## List of tasks:
1: In the phenopackets metadata text, what namespace prefix is given for the PubMed resource?
2: Reproduce the portion of the phenopackets metadata text between "We support the" and "id and subject.id.", inclusive.
3: Extend the phenopackets metadata text beyond its final sentence.

We use the family top level element for phenopackets 2.0.

The following metadata entry is supported (versions can be adjusted, id/prefixes, urls must stah the same). The same is used in all relevant places.

metadata:
  created: $CREATION
  createdBy: $CREATOR
  resources:
    - id: hp
      name: human phenotype ontology
      url: http://purl.obolibrary.org/obo/hp.owl
      version: 2018-03-08
      namespacePrefix: HP
      iriPrefix: hp
    - id: geno
      name: Genotype Ontology
      url: http://purl.obolibrary.org/obo/geno.owl
      version: 19-03-2018
      namespacePrefix: GENO
      iriPrefix: geno
    - id: pubmed
      name: PubMed
      url: https://www.ncbi.nlm.nih.gov/pubmed/
      namespacePrefix: PMID
    - id: orphanet
      name: orphanet rare disease ontology
      url: http://www.orpha.net/
      namespacePrefix: ORPHA
      iriPrefix: orpha
    - id: omim
      name: Online Mendelian Inheritance in Man
      url: http://www.omim.org/
      namespacePrefix: OMIM
      iriPrefix: omim
    - id: ncit
      name: National Cancer Institute Thesaurus
      url: https://bioportal.bioontology.org/ontologies/NCIT/
      namespacePrefix: NCIT
      iriPrefix: ncit

We support the full types of family.pedigree.persons. The family_id of all must be the same and the individual_id must link back to the proband/relatives id and subject.id.

## Provided records:
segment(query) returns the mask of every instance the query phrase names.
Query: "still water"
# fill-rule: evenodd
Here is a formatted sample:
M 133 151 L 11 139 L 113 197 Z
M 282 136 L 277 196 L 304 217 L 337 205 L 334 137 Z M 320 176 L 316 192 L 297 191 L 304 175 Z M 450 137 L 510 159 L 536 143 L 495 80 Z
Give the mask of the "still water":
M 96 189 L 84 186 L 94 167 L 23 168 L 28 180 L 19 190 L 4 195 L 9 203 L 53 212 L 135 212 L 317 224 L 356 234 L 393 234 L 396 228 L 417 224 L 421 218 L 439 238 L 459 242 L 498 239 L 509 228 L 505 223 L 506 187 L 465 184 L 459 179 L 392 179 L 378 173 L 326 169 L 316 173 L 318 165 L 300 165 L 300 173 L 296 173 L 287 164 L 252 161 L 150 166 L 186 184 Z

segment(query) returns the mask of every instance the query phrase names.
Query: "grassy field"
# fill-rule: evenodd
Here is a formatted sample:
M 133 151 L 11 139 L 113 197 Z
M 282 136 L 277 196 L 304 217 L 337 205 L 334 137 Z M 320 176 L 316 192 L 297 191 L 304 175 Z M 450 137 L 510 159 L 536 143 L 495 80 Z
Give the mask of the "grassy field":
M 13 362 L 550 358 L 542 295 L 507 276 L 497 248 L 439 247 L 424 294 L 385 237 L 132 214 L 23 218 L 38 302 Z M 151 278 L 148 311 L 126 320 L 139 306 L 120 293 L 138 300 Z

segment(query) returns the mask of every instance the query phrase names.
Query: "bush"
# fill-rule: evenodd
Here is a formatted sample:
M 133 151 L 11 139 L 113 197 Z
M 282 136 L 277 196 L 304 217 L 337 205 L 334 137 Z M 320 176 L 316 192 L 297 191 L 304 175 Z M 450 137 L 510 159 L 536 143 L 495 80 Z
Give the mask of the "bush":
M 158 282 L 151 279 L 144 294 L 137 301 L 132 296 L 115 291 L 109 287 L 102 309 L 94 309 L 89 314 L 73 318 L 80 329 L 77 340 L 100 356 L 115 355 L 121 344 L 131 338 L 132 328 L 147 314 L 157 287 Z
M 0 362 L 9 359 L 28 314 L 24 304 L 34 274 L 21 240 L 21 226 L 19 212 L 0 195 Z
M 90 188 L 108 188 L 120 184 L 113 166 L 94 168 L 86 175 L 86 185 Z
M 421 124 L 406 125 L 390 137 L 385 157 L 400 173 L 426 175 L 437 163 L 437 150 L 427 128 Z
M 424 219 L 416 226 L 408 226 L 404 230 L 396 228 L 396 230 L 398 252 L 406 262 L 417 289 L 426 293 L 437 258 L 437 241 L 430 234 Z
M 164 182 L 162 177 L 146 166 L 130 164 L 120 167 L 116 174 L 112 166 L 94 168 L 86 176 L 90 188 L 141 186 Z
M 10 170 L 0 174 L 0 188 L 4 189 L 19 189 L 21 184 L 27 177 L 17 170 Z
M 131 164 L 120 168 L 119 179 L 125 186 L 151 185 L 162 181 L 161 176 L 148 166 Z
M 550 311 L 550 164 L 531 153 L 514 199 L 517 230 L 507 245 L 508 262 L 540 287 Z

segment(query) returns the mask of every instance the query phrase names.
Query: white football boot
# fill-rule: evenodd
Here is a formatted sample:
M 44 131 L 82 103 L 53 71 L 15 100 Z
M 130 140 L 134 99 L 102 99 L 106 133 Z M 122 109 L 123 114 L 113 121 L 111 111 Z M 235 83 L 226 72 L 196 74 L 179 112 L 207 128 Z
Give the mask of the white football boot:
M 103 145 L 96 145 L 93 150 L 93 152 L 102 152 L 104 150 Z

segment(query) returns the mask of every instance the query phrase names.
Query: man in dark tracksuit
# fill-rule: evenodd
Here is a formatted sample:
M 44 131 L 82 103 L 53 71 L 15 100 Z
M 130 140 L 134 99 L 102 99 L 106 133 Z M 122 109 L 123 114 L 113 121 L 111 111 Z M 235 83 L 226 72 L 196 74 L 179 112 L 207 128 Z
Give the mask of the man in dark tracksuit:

## Activity answers:
1: PMID

2:
We support the full types of family.pedigree.persons. The family_id of all must be the same and the individual_id must link back to the proband/relatives id and subject.id.

3:
family:
  pedigree:
    persons:
      - family_id: FAM
        individual_id: IDENTIFIER_INDEX
        paternal_id: 0
        maternal_id: 0
        sex: MALE
        affected_status: UNAFFECTED
      # ...

The family.proband and family.relatives suport the following Phenopackets subset (here for family.proband)

family:
  proband:
    id: IDENTIFIER_INDEX
    subject:
      id: IDENTIFIER_INDEX  # must match ../../id
      sex:  # all supported
      karyotypic_sex:  # all supported
    diseases:
      - term: # OMIM or Orphanet disease
        excluded: false  # or true
    phenotypic_features:
      - type:
          id:
          label:
        excluded: false  # or true
        modifiers:
          - id:
            label:
    measurements:
      # exactly one measurment is allowed
      - description: WGS  # or WES or Panel-seq
        assay:
          id: NCIT:C158253
          label: Targeted Genome Sequencing
          # # alternative #1
          # id: NCIT:C101295
          # label: Whole Exome Sequencing
          # # alternative #2
          # id: NCIT:C101294
          # label: Whole Genome Sequencing
    files:
      # MUST define path to enrichment kit unless WGS
      - uri: s3://...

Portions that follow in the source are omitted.